## WHAT TO PRODUCE
Please copy out everything in the data from the line containing "The locate routine" down to the line containing "x=231 y=209", both lines included, with no changes.

## BEGIN DATA SHOWN

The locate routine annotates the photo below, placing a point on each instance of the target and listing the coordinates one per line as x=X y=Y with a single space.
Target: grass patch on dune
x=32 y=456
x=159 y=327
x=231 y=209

## END DATA SHOWN
## BEGIN DATA SHOWN

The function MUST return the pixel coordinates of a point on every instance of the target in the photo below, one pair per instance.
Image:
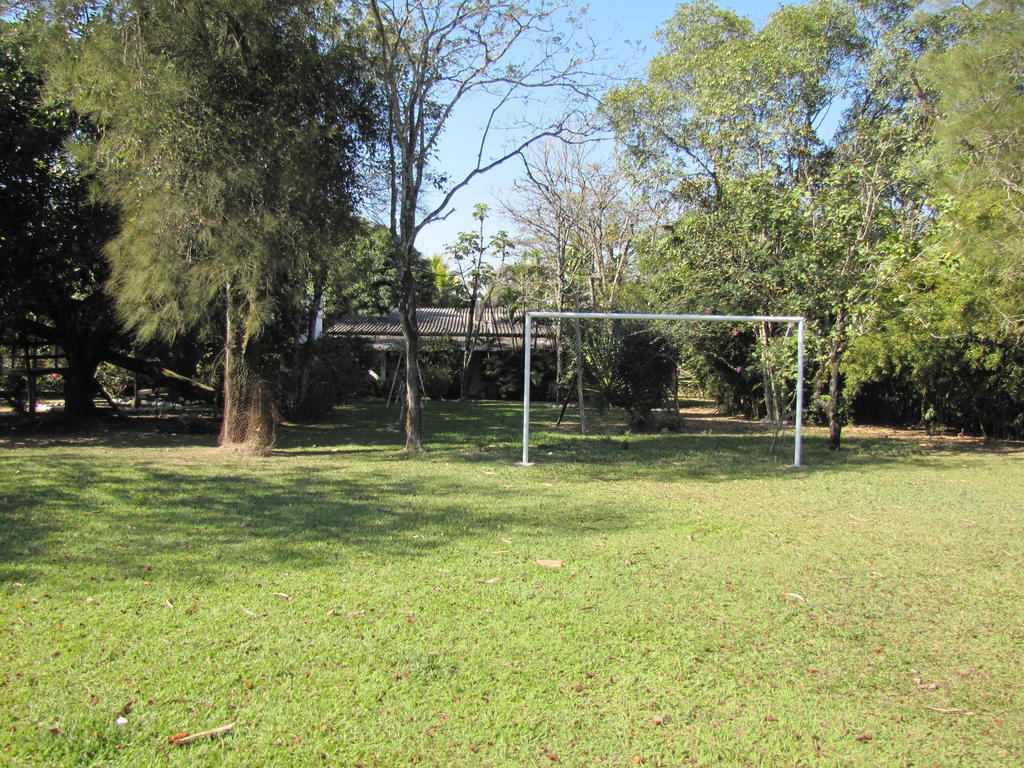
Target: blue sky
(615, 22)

## END DATA SHOWN

## PROBLEM SOLUTION
The locate routine annotates the photo below, placing a point on each instance of the target and listing the coordinates one per line as x=X y=Y with a single space.
Target: grass patch on dune
x=32 y=456
x=159 y=327
x=231 y=209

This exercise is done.